::: Source material :::

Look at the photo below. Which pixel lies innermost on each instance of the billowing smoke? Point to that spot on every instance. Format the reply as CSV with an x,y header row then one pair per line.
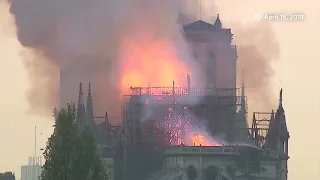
x,y
98,40
257,49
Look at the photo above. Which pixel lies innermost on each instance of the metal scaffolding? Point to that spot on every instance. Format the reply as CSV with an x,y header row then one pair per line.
x,y
164,114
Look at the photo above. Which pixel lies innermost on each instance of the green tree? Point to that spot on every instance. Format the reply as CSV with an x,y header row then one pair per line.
x,y
70,154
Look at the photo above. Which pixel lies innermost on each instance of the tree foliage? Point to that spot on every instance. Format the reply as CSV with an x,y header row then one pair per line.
x,y
71,154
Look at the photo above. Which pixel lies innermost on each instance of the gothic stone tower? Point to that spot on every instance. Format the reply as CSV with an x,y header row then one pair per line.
x,y
212,48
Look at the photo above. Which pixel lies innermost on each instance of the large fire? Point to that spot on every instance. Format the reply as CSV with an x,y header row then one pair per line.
x,y
150,61
147,58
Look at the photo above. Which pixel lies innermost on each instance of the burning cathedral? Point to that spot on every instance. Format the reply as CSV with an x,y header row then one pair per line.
x,y
165,135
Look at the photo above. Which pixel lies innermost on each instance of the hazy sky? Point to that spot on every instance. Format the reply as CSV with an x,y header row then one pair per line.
x,y
298,69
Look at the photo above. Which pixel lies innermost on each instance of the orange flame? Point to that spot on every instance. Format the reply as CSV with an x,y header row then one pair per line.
x,y
150,60
197,140
200,140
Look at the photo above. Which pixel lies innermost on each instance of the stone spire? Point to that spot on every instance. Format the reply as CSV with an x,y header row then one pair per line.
x,y
218,23
80,107
89,108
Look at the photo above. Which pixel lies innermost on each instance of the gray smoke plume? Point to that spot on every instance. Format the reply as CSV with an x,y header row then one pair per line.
x,y
257,49
83,39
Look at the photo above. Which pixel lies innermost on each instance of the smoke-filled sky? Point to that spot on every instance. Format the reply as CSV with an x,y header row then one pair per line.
x,y
90,39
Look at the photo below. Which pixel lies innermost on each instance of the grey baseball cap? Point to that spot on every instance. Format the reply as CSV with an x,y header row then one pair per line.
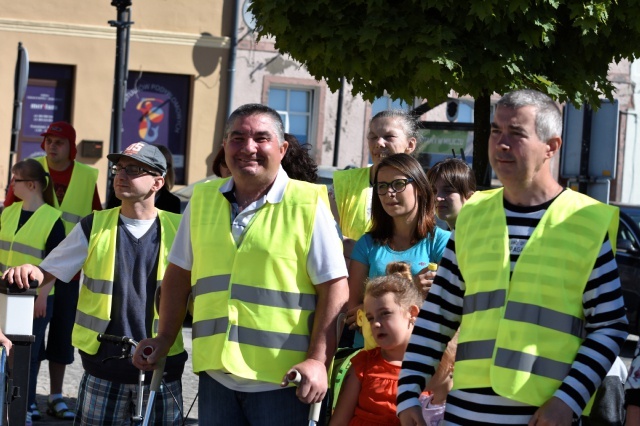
x,y
144,153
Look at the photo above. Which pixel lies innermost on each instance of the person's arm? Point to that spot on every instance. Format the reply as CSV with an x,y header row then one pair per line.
x,y
95,203
358,273
332,297
347,400
176,287
347,243
40,304
444,303
606,326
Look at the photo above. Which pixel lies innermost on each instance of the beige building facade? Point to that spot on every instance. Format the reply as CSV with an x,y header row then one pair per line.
x,y
178,62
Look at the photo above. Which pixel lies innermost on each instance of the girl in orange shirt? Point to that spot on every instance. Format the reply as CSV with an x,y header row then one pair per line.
x,y
368,395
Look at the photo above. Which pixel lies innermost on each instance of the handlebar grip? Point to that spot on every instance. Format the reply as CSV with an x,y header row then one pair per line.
x,y
116,339
294,377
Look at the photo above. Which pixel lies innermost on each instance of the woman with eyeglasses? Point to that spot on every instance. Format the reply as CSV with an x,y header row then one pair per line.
x,y
29,230
403,228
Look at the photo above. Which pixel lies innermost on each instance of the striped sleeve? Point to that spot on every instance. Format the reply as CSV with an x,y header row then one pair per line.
x,y
436,324
606,328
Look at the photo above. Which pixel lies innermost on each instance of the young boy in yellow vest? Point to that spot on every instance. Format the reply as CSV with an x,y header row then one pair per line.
x,y
123,254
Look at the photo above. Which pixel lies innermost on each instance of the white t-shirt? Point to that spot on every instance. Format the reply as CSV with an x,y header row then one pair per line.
x,y
69,256
324,262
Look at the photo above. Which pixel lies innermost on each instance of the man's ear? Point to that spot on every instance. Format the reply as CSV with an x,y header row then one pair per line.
x,y
158,183
283,148
411,146
553,146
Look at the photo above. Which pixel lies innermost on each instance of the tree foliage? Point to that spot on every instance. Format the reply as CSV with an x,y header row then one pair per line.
x,y
427,48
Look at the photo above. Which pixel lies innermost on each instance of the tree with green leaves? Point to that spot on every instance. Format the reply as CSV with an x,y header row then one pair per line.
x,y
427,48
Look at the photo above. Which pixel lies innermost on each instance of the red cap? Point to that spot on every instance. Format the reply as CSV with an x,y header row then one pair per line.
x,y
62,129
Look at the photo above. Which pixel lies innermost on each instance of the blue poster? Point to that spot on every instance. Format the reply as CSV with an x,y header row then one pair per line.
x,y
156,112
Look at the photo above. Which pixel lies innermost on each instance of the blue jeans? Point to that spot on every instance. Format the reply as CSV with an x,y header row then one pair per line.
x,y
223,406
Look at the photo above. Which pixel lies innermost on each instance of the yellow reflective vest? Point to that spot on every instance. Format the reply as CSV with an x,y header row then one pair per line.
x,y
253,304
94,303
29,243
520,336
351,190
78,199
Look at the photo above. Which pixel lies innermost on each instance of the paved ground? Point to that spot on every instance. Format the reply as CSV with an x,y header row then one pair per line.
x,y
189,383
74,374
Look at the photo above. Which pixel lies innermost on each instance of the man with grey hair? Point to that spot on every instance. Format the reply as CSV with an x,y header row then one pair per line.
x,y
262,257
530,280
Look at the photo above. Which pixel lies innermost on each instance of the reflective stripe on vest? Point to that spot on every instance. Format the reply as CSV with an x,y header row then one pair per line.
x,y
28,245
253,304
78,199
517,341
94,303
351,192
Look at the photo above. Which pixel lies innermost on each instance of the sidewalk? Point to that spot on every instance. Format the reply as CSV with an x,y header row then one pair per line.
x,y
74,374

:::

Task objective: The entries above need to be repeated in full, word for word. Skip the images.

Answer space:
Look at the photo below. Which pixel lies innermost on each instance of the billowing smoke? Point to that spot on every instance. Format the reply as CSV with an x,y header row then one pair per line.
x,y
98,40
257,49
Look at the photo above. Which pixel lies innermost on each instance of the metal scaffolding? Point to that spot on every instance. Format the reply as CSV with an x,y header row then one pair per line.
x,y
164,114
Look at the photo above. Which pixel lies innermost on each instance of the green tree? Point to that spot on every instance. Format the reply as CSV with an x,y header row then one pair per line.
x,y
70,154
Look at the photo above. Which pixel lies innermost on each instance of the tree foliage? Point to that spot on every instance. Format the reply as CSV with an x,y header row then one pair per line.
x,y
71,154
Look at the photo above. Which pixel lies innermost on each instance of the gothic stone tower? Point to that spot on every instance. Format the reply as CSV with an x,y header row then one pair per line.
x,y
212,48
Look at the photo above. Which pixel lies innermost on each instance of the large fire? Point to that spot on every instance. Format the reply as CSV with an x,y header row then one pair per line.
x,y
150,61
147,58
Look at the photo above. Which pixel lies innermost on each instance of the burning cathedral? Point to that spot on every instance. Format the reply as CSV with an x,y header row then one pair per line.
x,y
165,135
Look at the photo above. Which pixel lies innermost on each instance of the hazy sky? Point to that spot on every instance. Format the reply as CSV with an x,y header row then one pair per line.
x,y
298,69
Look at the photo above. Which pixel lies innermost on each instance of the orange flame? Point to that spot on every instance. Format the reply as CSV with an x,y header row then one pair per line.
x,y
150,60
197,140
200,140
Look at the photo above. Which pixel lies innermost on each instance of the stone spire? Point to that spot on every instance. Format the reply as CSV with an x,y header row then one pair per line.
x,y
218,23
80,107
89,108
Look at the photo above. Which pixel lies innermost on each instance of the gray smoke plume? Point to that spot on every instance. Format the reply as CSV with an x,y header row then one pair per line.
x,y
257,49
83,39
Look at the photo above. Which pixel lies innermost on each instance of the smoke-filled sky? Point to that spot on every instance. Format the reply as CSV with an x,y header row then one pair per line.
x,y
90,39
Look at the photo below. Which pixel lies innermost on each instance of the grey baseball cap? Point to that spot on every instance. Format the reply as CSV with an x,y header row then one pair per line.
x,y
144,153
Look at the photo above. Which pixel lies innermost on each instance of the person's arm? Point to that spot on every instance. Format the reply as CSV with an x,y header row then one pair per line.
x,y
95,203
358,273
332,297
347,400
176,287
347,243
40,304
444,303
606,326
Look at the photo above. Which pixel lies innermost on each instance of the beige building facade? Point to that spot on every instance. Format the reply as CSV with an x,y header row then one pair per line.
x,y
178,62
Look at the photo above. Which pixel lies innermost on each instance of the girl in orange shirt? Point to that spot on every instance. Format the reply as CSV with an x,y header row then one pair per line.
x,y
368,395
Look at the photo above. Which pixel lies innermost on each instance of the handlebar grip? Point to that spot on every instance. Format the reply as CSV with an x,y header row then one pair per line.
x,y
116,339
294,377
Look at the photo above. Which pixel lies innermost on each instance of the woman with eyeglasses? Point to that spot on every instance. Format the reply as CSV with an x,y header row then one pair per line.
x,y
29,230
403,228
Look at the photo above. Which pixel lies innermost on each instance of the striped sleeve? Point to that spot on every instance. Format the reply as CSV with an x,y header row then one pair per line.
x,y
436,324
606,328
Look at the photo above. Which pixel lies innermost on each instance of the young boy in yellow vest? Point to that spot on every instance. Format the reply as CSV with an x,y header row then one pair per line.
x,y
123,254
Look at the photo above. Which pixel lies innermost on each instance of the white t-shirt? Point to that spot on every instance. Format the reply as CSV with an x,y header row then one pair per line.
x,y
69,256
324,262
Look at the photo above. Which pixel lies innermost on each instance of the man's ear? Point to that spot on every instance. Format the reply as CSV with an x,y header row then one pair per line.
x,y
158,183
283,148
411,146
553,146
Look at the photo above. Which pixel lies innermost on each instance of the tree foliage? Point to that spot on every instance. Format the reply as CSV with an x,y header row then one pair per line.
x,y
427,48
Look at the photo above. Which pixel lies innermost on each instance of the tree with green leaves? Point to that spot on every instance. Format the reply as CSV with an x,y header row then one pair per line.
x,y
427,48
Look at the photo above. Which pixel lies innermost on each instance of the red cap? Point to that spot on every instance. Format the reply as CSV with an x,y header row then one pair per line.
x,y
62,129
Look at the photo above. Which pixel lies innermost on each instance of the blue poster? Point to that spot on every instance. Format the reply as CSV with an x,y header row then one pair per line.
x,y
156,112
Look at the photo above. Which pixel lies innermost on each instance of the blue jeans? Point to that spot on every instance. Format the reply as CSV with an x,y header row then one pair per line.
x,y
223,406
Look at the photo above. Which pixel lies innermost on each instance of the yellow reflective vest? Point to that spot on every instance. Format the reply as CSV with an x,y header row then one pair per line.
x,y
253,304
94,303
29,243
520,336
351,190
78,199
Look at the photo above. Which pixel lies innermost on each instance of the paved ground? Point to that spot on every instance. Format the reply as CSV with an x,y header row then one pair per line.
x,y
189,383
74,374
Look at the photo above. Which pixel lies innermost on each instance of the man with grey hair? Point to that spot on every instance. Format the reply as CSV with an x,y header row then one pair per line.
x,y
262,257
530,280
Look at the photo above. Which pixel lies innermost on each instance of the reflective stripe on vest? Point to that spot on every instance. Format the reply as CSV with an x,y header row then one pair per line.
x,y
28,245
253,304
78,199
517,341
94,303
351,192
Look at the photo above. Which pixel lies innermost on each instance of the sidewalk? Point to that spot on every instance. Format the reply as CSV with an x,y header row then one pair per line.
x,y
74,374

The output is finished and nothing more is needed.